**Exercise instructions:**
Show every line in the records below that contains the word "gray".

**Supplied material:**
START

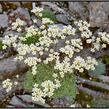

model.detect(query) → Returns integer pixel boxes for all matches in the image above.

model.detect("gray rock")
[0,13,8,28]
[14,7,30,20]
[56,14,69,24]
[88,2,109,27]
[10,96,26,107]
[3,30,20,36]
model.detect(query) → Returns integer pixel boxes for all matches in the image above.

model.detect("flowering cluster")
[32,79,60,103]
[12,18,26,32]
[2,79,13,92]
[91,32,109,52]
[3,34,18,49]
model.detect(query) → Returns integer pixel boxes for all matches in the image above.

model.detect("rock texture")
[89,2,109,27]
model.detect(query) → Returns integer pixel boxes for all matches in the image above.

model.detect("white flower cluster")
[43,52,59,64]
[32,79,60,103]
[42,18,53,25]
[3,34,18,49]
[54,57,73,78]
[3,7,102,103]
[62,25,76,35]
[26,26,41,37]
[2,79,13,92]
[24,57,41,67]
[12,18,26,32]
[72,56,97,72]
[60,39,83,58]
[31,7,43,17]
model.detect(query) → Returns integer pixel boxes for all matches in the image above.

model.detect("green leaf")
[53,74,77,99]
[89,60,106,75]
[42,9,56,21]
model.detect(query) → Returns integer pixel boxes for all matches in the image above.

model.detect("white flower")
[2,79,13,92]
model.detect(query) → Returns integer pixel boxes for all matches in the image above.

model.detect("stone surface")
[0,56,27,80]
[0,4,3,13]
[51,96,72,107]
[9,2,21,7]
[0,13,8,28]
[89,2,109,27]
[10,96,26,107]
[56,14,69,24]
[18,95,50,107]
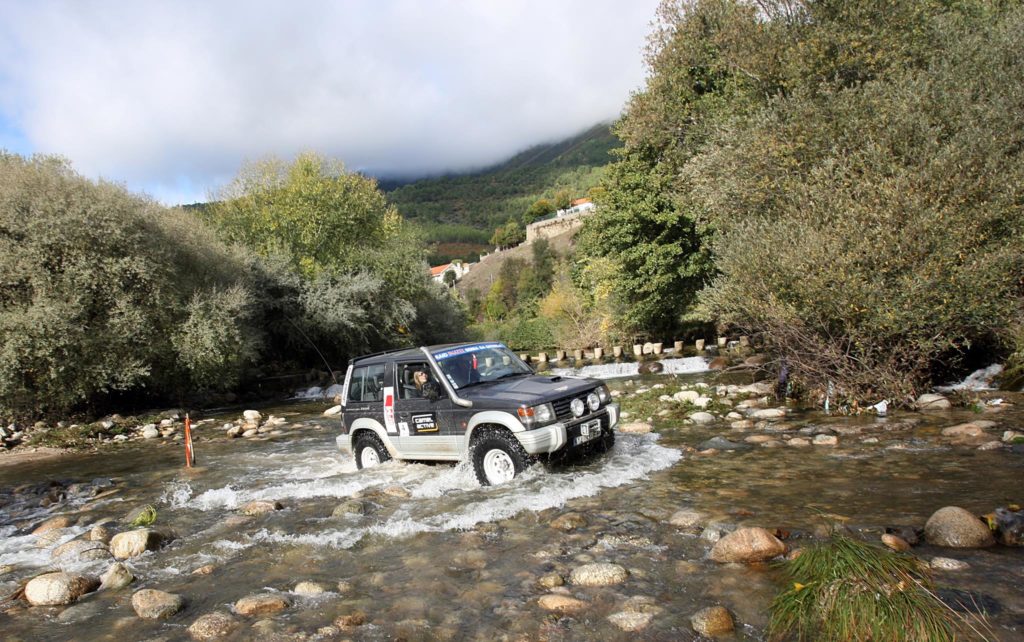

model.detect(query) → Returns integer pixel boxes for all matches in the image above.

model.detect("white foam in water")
[549,356,708,379]
[250,434,682,549]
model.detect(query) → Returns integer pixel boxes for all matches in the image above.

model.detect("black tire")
[352,430,391,470]
[469,428,535,486]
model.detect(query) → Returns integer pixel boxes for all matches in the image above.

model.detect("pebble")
[188,611,240,642]
[569,562,629,587]
[234,593,291,615]
[551,513,587,532]
[928,557,971,570]
[239,500,285,515]
[292,582,328,597]
[537,593,587,613]
[131,589,185,619]
[608,611,654,633]
[690,606,735,637]
[882,532,910,553]
[616,421,652,434]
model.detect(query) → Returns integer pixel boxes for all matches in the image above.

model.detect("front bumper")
[515,403,620,455]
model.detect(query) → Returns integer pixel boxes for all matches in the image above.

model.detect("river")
[0,373,1024,642]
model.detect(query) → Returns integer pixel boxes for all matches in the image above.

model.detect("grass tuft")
[768,532,987,642]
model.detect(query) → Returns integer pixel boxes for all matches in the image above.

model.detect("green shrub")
[768,533,986,642]
[689,9,1024,400]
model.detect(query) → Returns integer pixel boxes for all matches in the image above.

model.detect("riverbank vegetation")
[0,154,463,420]
[574,0,1024,402]
[767,532,987,641]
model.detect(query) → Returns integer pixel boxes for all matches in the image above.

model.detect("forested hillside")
[381,123,621,262]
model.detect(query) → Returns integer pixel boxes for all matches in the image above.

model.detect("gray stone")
[711,527,785,563]
[669,510,706,528]
[111,528,169,559]
[915,394,952,411]
[131,589,185,619]
[239,500,285,515]
[928,557,971,570]
[690,606,735,637]
[749,408,785,419]
[234,593,292,615]
[569,563,629,587]
[25,572,99,606]
[188,611,240,642]
[697,437,751,451]
[292,582,329,597]
[99,562,135,591]
[608,611,654,633]
[925,506,995,549]
[50,540,111,564]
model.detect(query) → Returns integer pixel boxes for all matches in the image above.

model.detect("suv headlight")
[516,403,555,426]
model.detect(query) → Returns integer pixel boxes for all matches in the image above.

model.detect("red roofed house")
[430,261,469,283]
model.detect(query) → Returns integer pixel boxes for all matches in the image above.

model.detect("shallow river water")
[0,375,1024,642]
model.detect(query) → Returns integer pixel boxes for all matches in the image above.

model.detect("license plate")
[572,419,601,445]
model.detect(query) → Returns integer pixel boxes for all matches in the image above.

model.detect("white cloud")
[0,0,656,202]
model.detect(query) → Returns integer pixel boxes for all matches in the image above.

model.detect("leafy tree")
[490,218,526,250]
[554,189,572,210]
[207,153,401,276]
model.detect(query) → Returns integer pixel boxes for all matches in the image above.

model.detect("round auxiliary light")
[569,399,586,417]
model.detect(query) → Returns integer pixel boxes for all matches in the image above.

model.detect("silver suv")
[338,342,618,485]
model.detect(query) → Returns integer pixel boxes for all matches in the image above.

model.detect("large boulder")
[25,572,99,606]
[111,528,170,559]
[569,563,629,587]
[188,611,239,642]
[711,527,785,564]
[131,589,185,619]
[925,506,995,549]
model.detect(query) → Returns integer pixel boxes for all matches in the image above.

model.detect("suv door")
[394,361,460,460]
[344,363,385,430]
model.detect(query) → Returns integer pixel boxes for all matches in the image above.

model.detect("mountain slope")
[387,123,620,238]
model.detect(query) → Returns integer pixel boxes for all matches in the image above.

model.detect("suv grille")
[551,390,593,421]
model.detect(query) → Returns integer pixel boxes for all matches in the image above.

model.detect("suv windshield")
[433,343,534,389]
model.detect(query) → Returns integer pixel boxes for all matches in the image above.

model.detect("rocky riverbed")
[0,374,1024,641]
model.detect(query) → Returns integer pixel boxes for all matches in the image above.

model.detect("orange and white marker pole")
[185,413,196,468]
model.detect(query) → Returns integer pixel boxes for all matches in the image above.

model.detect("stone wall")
[526,211,590,245]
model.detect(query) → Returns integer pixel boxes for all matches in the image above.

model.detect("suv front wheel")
[470,428,534,486]
[353,431,391,470]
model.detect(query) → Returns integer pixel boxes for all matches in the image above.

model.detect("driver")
[413,370,440,397]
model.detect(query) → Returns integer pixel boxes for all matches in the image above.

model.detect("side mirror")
[423,381,441,401]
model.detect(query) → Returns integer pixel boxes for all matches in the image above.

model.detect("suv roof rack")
[348,347,416,363]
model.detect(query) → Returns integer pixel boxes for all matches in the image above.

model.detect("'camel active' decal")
[384,386,398,435]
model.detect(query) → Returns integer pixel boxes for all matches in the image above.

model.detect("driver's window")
[397,361,434,399]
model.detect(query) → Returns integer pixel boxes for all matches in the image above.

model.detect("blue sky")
[0,0,657,204]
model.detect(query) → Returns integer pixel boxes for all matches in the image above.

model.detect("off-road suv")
[338,343,618,485]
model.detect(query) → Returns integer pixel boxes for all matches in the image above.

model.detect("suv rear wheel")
[353,430,391,470]
[470,428,534,486]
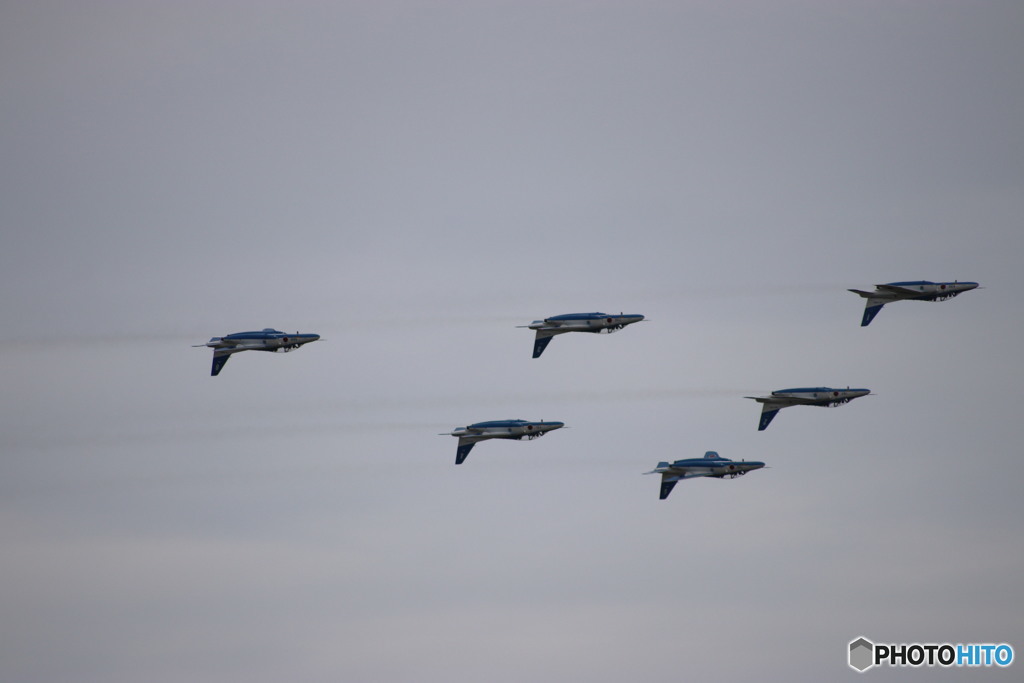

END

**Expected answer:**
model.detect("gray rock")
model.detect("gray stone")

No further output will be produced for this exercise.